What to produce: Output the data below exactly.

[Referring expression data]
┄┄┄┄┄┄
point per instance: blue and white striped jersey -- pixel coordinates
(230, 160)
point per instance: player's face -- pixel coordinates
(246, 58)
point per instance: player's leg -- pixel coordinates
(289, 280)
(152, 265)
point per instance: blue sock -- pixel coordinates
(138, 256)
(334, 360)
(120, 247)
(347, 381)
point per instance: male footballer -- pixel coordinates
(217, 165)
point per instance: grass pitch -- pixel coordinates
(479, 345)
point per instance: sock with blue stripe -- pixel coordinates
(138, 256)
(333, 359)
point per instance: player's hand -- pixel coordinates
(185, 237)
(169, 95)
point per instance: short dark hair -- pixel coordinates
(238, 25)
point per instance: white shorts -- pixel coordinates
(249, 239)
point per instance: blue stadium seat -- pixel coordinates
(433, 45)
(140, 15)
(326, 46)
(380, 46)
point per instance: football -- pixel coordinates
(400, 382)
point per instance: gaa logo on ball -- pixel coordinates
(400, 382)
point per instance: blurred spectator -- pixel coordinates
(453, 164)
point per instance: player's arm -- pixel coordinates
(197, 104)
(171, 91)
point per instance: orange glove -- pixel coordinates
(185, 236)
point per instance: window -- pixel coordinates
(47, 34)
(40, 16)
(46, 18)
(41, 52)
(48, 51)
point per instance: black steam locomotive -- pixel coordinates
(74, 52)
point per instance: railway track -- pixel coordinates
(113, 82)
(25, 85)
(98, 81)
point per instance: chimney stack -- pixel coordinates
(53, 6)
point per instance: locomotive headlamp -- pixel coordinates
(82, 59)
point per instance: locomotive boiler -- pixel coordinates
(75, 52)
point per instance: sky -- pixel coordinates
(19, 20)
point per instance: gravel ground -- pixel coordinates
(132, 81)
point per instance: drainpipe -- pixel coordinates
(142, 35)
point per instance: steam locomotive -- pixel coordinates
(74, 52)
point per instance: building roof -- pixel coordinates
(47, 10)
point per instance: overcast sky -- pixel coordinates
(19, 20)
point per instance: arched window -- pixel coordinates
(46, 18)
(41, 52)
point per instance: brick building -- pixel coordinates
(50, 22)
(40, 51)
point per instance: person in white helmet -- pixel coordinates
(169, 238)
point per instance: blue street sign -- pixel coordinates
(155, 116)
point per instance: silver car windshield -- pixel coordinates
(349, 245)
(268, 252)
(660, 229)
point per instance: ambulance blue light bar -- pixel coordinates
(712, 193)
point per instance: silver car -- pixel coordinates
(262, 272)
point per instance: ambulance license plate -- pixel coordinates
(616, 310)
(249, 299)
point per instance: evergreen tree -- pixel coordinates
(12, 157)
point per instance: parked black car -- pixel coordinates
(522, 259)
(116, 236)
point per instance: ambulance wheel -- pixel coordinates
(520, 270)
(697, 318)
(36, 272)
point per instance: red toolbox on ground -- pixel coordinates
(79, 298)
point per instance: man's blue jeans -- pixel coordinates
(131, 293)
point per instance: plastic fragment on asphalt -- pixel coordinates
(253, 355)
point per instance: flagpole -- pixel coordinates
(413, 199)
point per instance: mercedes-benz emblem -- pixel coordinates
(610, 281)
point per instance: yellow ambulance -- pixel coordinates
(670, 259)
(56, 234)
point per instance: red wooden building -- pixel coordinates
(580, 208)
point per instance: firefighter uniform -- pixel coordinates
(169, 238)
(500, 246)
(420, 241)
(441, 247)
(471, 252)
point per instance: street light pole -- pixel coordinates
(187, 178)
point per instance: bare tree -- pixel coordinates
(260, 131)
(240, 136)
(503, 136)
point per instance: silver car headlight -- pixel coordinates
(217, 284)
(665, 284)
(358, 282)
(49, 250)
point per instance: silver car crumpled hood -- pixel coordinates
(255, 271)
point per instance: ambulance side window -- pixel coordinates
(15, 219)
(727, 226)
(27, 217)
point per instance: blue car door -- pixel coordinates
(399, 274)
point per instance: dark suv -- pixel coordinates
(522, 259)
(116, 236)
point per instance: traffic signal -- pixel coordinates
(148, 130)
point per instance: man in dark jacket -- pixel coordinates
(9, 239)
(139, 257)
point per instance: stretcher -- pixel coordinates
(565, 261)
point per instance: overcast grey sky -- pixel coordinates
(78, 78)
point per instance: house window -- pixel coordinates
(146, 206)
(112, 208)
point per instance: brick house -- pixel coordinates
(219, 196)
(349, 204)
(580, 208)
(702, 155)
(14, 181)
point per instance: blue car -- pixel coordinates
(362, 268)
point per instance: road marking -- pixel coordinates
┄┄┄┄┄┄
Task answer:
point per instance: blue and white striped jersey -- pixel coordinates
(230, 160)
point per instance: player's face -- pixel coordinates
(246, 58)
point per instance: player's leg -- pixel coordinates
(289, 280)
(152, 265)
point per instance: blue sock -- pixel coordinates
(138, 256)
(334, 360)
(120, 247)
(347, 381)
point per instance: male footballer -- pixel coordinates
(217, 165)
point per instance: grass pitch -- pixel coordinates
(479, 345)
point per instance: sock with blue stripe -- pixel coordinates
(138, 256)
(333, 359)
point per instance: player's hand -- pixel coordinates
(185, 237)
(169, 95)
point per instance: short dark hair -- pixel coordinates
(238, 25)
point per instance: white shorts -- pixel coordinates
(249, 239)
point per instance: blue stadium seat -- pixel coordinates
(433, 45)
(140, 15)
(326, 46)
(380, 46)
point per instance: football -- pixel coordinates
(400, 382)
point per instance: gaa logo on ball -- pixel coordinates
(400, 382)
point per instance: blurred spectator -- pixel coordinates
(453, 164)
point per instance: player's arm -- pixel coordinates
(197, 104)
(171, 91)
point per instance: orange glove -- pixel coordinates
(185, 236)
point per instance: window -- pixel coordinates
(47, 34)
(40, 16)
(46, 18)
(41, 52)
(48, 51)
point per instance: black steam locomotive -- pixel coordinates
(74, 52)
point per instance: railway track -- pixel coordinates
(113, 82)
(25, 85)
(98, 81)
point per instance: chimney stack -- pixel coordinates
(53, 6)
point per instance: locomotive headlamp -- pixel coordinates
(82, 59)
point per instance: locomotive boiler -- pixel coordinates
(75, 52)
point per instance: sky -- pixel coordinates
(19, 20)
point per instance: gravel ground -- pixel coordinates
(132, 81)
point per instance: drainpipe -- pixel coordinates
(142, 35)
point per instance: steam locomotive -- pixel coordinates
(74, 52)
point per instance: building roof -- pixel coordinates
(47, 10)
point per instance: overcast sky -- pixel coordinates
(19, 20)
point per instance: arched window -- pixel coordinates
(46, 18)
(41, 52)
point per instance: brick building -- pixel coordinates
(50, 22)
(40, 51)
point per instance: person in white helmet -- pixel coordinates
(169, 238)
point per instance: blue street sign -- pixel coordinates
(155, 116)
point per instance: silver car windshield -- pixel coordinates
(349, 245)
(268, 252)
(660, 229)
point per instance: ambulance blue light bar -- pixel coordinates
(712, 193)
point per instance: silver car -- pixel coordinates
(262, 272)
point per instance: ambulance license plate -- pixel coordinates
(616, 310)
(249, 299)
point per instance: evergreen tree -- pixel coordinates
(12, 157)
point per instance: parked black car -- pixel coordinates
(522, 259)
(116, 236)
point per instance: ambulance wheel -- pixel coordinates
(520, 270)
(697, 318)
(36, 272)
point per instance: red toolbox on ground -- pixel coordinates
(79, 298)
point per instance: man's blue jeans -- pixel coordinates
(131, 293)
point per instance: plastic fragment on asphalt -- pixel coordinates
(253, 355)
point per instance: flagpole -- pixel coordinates
(413, 199)
point per instance: mercedes-benz emblem -- pixel coordinates
(610, 281)
point per instance: yellow ambulance -- pixel coordinates
(670, 259)
(56, 234)
point per instance: red wooden building -- pixel coordinates
(580, 208)
point per instance: firefighter uniform -- pixel coordinates
(169, 238)
(500, 246)
(420, 241)
(441, 247)
(471, 252)
point per instance: street light pole -- pixel coordinates
(187, 178)
point per instance: bare tree -- pixel coordinates
(260, 131)
(240, 136)
(503, 136)
point per instance: silver car headlight -- pixel coordinates
(217, 284)
(665, 284)
(358, 282)
(49, 250)
point per instance: silver car crumpled hood -- pixel coordinates
(255, 271)
point per instance: ambulance side window -- pixel coordinates
(15, 219)
(727, 226)
(27, 217)
point per instance: blue car door -- pixel coordinates
(399, 274)
point per instance: dark suv -- pixel coordinates
(522, 259)
(116, 236)
point per instance: traffic signal -- pixel coordinates
(148, 130)
point per instance: man in dark jacket -- pixel coordinates
(9, 239)
(139, 257)
point per instance: stretcher -- pixel coordinates
(565, 261)
point per instance: overcast grey sky -- pixel coordinates
(78, 78)
point per instance: house window -- pixel coordinates
(146, 206)
(112, 208)
point per instance: brick house -- pixel coordinates
(219, 196)
(349, 204)
(580, 208)
(702, 155)
(14, 181)
point per instance: blue car -- pixel coordinates
(362, 268)
point per instance: road marking -- pixel coordinates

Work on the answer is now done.